Rewrite the records starting with the line that contains "In this photo, point at the layered" and continuing through the end of the records, keeping the requests unchanged. In the answers, scale every x and y coordinate by 1.5 and round to whole numbers, with halves rounded up.
═════ Provided entries ═════
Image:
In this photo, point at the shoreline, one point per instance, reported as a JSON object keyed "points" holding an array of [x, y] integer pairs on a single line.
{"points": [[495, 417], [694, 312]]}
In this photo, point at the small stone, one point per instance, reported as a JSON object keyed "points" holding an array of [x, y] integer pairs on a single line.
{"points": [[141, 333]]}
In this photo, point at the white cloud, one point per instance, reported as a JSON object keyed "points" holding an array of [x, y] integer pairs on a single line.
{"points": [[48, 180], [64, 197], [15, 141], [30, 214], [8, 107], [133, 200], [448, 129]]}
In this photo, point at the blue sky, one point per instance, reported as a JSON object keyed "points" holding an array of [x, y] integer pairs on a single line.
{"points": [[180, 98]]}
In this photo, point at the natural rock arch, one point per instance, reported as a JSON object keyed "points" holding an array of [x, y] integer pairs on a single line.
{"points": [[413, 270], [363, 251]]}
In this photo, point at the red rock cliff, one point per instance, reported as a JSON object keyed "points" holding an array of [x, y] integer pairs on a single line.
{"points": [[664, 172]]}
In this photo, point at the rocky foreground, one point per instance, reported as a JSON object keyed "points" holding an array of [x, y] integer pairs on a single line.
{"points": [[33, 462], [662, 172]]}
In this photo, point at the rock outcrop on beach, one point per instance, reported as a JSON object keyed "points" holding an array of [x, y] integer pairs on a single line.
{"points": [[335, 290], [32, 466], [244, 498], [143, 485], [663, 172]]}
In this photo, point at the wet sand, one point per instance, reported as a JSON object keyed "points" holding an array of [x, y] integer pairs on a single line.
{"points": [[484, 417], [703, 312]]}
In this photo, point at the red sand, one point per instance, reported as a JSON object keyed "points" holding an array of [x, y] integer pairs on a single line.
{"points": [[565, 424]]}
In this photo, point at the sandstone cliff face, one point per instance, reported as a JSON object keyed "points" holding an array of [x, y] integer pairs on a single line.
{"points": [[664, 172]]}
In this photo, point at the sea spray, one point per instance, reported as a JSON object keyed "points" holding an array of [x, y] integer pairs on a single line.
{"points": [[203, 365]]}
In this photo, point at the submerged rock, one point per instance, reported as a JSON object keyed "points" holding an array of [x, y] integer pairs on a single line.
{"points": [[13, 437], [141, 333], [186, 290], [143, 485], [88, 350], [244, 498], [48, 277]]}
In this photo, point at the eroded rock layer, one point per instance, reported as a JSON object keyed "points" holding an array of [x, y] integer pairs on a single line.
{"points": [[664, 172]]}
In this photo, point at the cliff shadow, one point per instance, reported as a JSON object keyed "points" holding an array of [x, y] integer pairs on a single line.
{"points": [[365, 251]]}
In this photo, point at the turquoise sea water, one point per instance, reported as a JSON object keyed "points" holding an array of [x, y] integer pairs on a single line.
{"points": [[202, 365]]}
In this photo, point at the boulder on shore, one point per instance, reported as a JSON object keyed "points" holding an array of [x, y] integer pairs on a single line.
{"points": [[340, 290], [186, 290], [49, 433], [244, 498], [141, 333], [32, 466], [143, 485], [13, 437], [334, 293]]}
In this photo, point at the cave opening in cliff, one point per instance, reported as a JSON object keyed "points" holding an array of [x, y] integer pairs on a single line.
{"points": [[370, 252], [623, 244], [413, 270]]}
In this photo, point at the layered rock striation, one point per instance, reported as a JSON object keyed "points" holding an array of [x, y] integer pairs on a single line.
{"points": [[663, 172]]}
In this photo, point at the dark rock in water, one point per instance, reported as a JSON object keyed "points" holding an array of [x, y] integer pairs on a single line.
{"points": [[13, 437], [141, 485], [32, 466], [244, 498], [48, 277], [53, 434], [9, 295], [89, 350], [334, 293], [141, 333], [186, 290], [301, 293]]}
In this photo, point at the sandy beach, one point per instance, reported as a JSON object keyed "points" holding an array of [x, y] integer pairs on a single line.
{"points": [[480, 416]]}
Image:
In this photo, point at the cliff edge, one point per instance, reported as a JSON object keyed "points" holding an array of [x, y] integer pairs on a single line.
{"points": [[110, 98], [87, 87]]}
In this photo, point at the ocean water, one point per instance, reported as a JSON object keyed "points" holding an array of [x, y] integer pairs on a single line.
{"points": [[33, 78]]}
═════
[Final result]
In this photo, point at the layered rock striation, one point per instance, reported as a JSON object keyed "points" holding an array of [x, y] integer pairs on a single line.
{"points": [[995, 258]]}
In this photo, point at the dark rock in water, one point per instance, reported as a JSON object keyed "points" holding an array of [x, y] integer pairs on a single line.
{"points": [[20, 656], [212, 728], [48, 699], [366, 747], [72, 416], [80, 651], [14, 443], [134, 525], [501, 440], [212, 500], [279, 435], [452, 440]]}
In this photo, point at the sandy beach, one point per instance, reported as a JSON object keyed "points" holding an array of [x, y] integer pairs on a single line.
{"points": [[720, 624]]}
Image:
In this photo, point at the cliff edge, one point per instance, reported as a JSON object keyed "points" holding an array of [x, y] integer pairs on a single line.
{"points": [[165, 147], [131, 131]]}
In this photo, point at the ocean water, one point per instance, reported as a JSON object keyed "points" holding an array of [x, y] integer pairs on a single line.
{"points": [[50, 117]]}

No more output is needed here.